::: ОТРЫВОК ТЕКСТА

Если говорить серьезно, то, понимаете, Маяк имеет какие-то огромные возможности для посмертного влияния. Люди, которые его обижали, жили плохо. Долго, но плохо. А иногда и коротко. Понимаете, вот Карабчиевский написал книгу «Воскресение Маяковского» – книгу, полную оскорбленной любви, но и оскорблений тоже. И сам покончил с собой. Как-то все это очень грустно. Так что Маяка лучше не трогать, как мне кажется. Маяка надо уважать. Тем более, что он сам довольно много пострадал.
«Снова надеюсь на лекцию о Короткевиче». Постараюсь. «Какие книги вы посоветовали бы именно мужчинам?» Я много раз говорил о том, что абсолютно мужской книгой, простите меня за сексизм, это не шовинизм мужской, а просто опыт… Есть книги, которые понять могут только мужчины, потому, что ни говори, а мужской опыт жизни индивидуален, он отличается от женского. Он особенный. Мне кажется, что такая книга – это «Что-то случилось» Джозефа Хеллера. Я не встречал еще ни одной женщины, в том числе самой умной, которая могла бы эту книгу полюбить. Прочесть, понять, даже насладиться – да, но полюбить – в общем, это мужское произведение.
Дальше там слова, которые мне не нравятся. Я не пурист, и не готов об этом говорить. Прочитал воспоминания племянницы Домбровского, удивила история возвращения из небытия романа «Обезьяна приходит за своим черепом». Насколько неслучайно подобное чудо, в чем новизна и актуальность этого произведения?»
Видите ли, неслучайность этого чуда в том, что рукописи не горят. Это доказано многими. А в чем новизна и актуальность – Домбровский один из очень немногих людей, кто тогда подходил к проблеме фашизма с антропологической точки зрения. Для кого фашизм – это явление биологическое. Вот мне тот же Тилье в интервью сказал, что «как XX век концепцию человека резко перестроил. Оказалось, что внутри человека ледяная бездна. Копни – и попадешь в зло. Потому что двадцать веков человеческой истории исходили из того, что зло – внешнее, что оно зависит от множества внешних условий. Оказалось, что все-таки христианство право в коренной роли личности. Никакие внешние условия не могут ни обелить, ни очернить личность, ни перевоспитать, ни загнать в мерзость. Они могут стимулировать это, но человек по природе своей – сложное, неоднозначное, непредсказуемое и очень часто катастрофически опасное явление. Вот да, к сожалению, XX век показал: вот этот новый антропологический подход он рассказал в «Обезьяна приходит за своим черепом». Да, обезьяна вернулась, обезьяна пришла. Вот сидит мыслитель и рассматривает череп обезьяны. А вот к нему домой пришла обезьяна и потребовала свой череп. Как «скирлы-скирлы, отдай мою ногу». Вот это очень страшная история. Описание фашизма с точки зрения антропологической впервые появилось у Домбровского, потом у Эренбурга в «Буре», потом, в довольно эпигонской, на мой взгляд, книге Литтелла «Благоволительница», при всем уважении к нему.

::::::
::: ИЗВЛЕЧЁННЫЕ СВЕДЕНИЯ

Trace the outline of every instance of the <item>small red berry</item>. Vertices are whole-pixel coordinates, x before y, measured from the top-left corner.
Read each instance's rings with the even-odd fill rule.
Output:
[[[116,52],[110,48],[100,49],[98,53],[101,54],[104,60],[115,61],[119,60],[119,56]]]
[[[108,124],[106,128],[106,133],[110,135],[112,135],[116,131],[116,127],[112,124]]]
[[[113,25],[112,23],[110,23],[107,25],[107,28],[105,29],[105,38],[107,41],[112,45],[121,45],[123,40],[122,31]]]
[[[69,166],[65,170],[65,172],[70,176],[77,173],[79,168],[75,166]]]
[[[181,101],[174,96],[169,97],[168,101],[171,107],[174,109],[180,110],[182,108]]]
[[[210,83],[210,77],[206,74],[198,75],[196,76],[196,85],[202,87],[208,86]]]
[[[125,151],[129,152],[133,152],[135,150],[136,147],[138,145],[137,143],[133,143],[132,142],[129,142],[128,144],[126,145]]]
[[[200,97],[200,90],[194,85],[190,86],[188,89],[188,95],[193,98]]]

::::::

• _ВАШЕ ЗАДАНИЕ_:
Продолжите отрывок о писателях и книгах сразу после его последнего предложения. Записи здесь никакой роли не играют.

• _ОТВЕТ НИЖЕ_:
«Как-то вы сказали, что не считаете сериалы искусством. Не могли бы вы пояснить эту позицию?» Я не считаю их киноискусством. Потому что кино, на мой взгляд, это явление, ограниченное хронометражем. Мне не очень близка мысль Алексея Смирнова, которую он мне давеча высказал в интервью: что сериалы – это не новый киножанр, это новая форма литературы. И в этом смысле сериал Финчера «Mindhunter» – это уже совсем не кино, а это литература, потому что никаких признаков киноструктуры там нет.
«В прошлой передаче вы сказали, что Някрошюс – один из ваших любимых театральных режиссеров». Просто любимый. «Расскажите, чем он вам нравится. И какой ваш любимый спектакль? Лично у меня «Голодарь» по Кафке и «Идиот», смотрел два раза». У меня «Три сестры» по конструктивному решению своему, «Гамлет» и вот это, по поэме литовской, «Времена года». Замечательный, по-моему, спектакль. Да и вообще он гений, у него все хорошо. «Голодаря» я не видел, но очень наслышан. Для меня Някрошюс – это лучший театральный режиссер мира, из того, что я видел. Потому что он наиболее компактным образом рассказывает историю и лучше всего решает сценическое пространство. И мера условности в его театре, мне кажется, такая, какая и должна быть. Реалистического театра я не люблю и не понимаю, зачем он нужен.
«У меня последнее время постоянно в мыслях «ЖД». К чему бы это?» Спасибо. У меня тоже. Мне кажется, это книжка, в которой многое оказывалось довольно верным.
«Зачем Ильф и Петров решили умертвить Остапа, а потом возродили его? Почему так притягателен Остап и отвратителен Воробьянинов?» Это потому что христологический миф, а Воробьянинов сочетает функции Апостола и Иуда (а Иуда, кстати, и есть Апостол), то есть функции глуповатого друга и предателя, а он не может быть хорош. А почему Остап умирает и воскресает – они сами, может быть, этого не знали, но они воскрешали ту же матрицу. Потому что трикстер всегда умирает и всегда воскресает. Он – представитель светлых времен, живущий во времена темные. Он как бы мост между двумя светлыми полосами истории.
«Лекция об Ольге Берггольц и ленинградской поэзии». Подумаю, может быть. Я, в принципе, о Берггольц знаю достаточно. «Есть ли перспектива у худлита, написанного компьютером?» Как вам сказать? Наверное, когда-то. В принципе, мне кажется, что искусственный интеллект невозможен. Возможен манипулятор, комбинатор чужих мотивов, но компьютер-создатель невозможен, потому что воли у него нет.
«По вашей рекомендации купил «Царство Агамемнона», но не могу понять фишку: что это за страдания идейного стукача, не жалевшего собственной дочери, стучавшего на нее и на ее подругу? Что за редакция дочери, что это за гротеск? Памфлет ли это, почему это не жизненная ситуация? Я чувствую хороший стиль и неординарное перо».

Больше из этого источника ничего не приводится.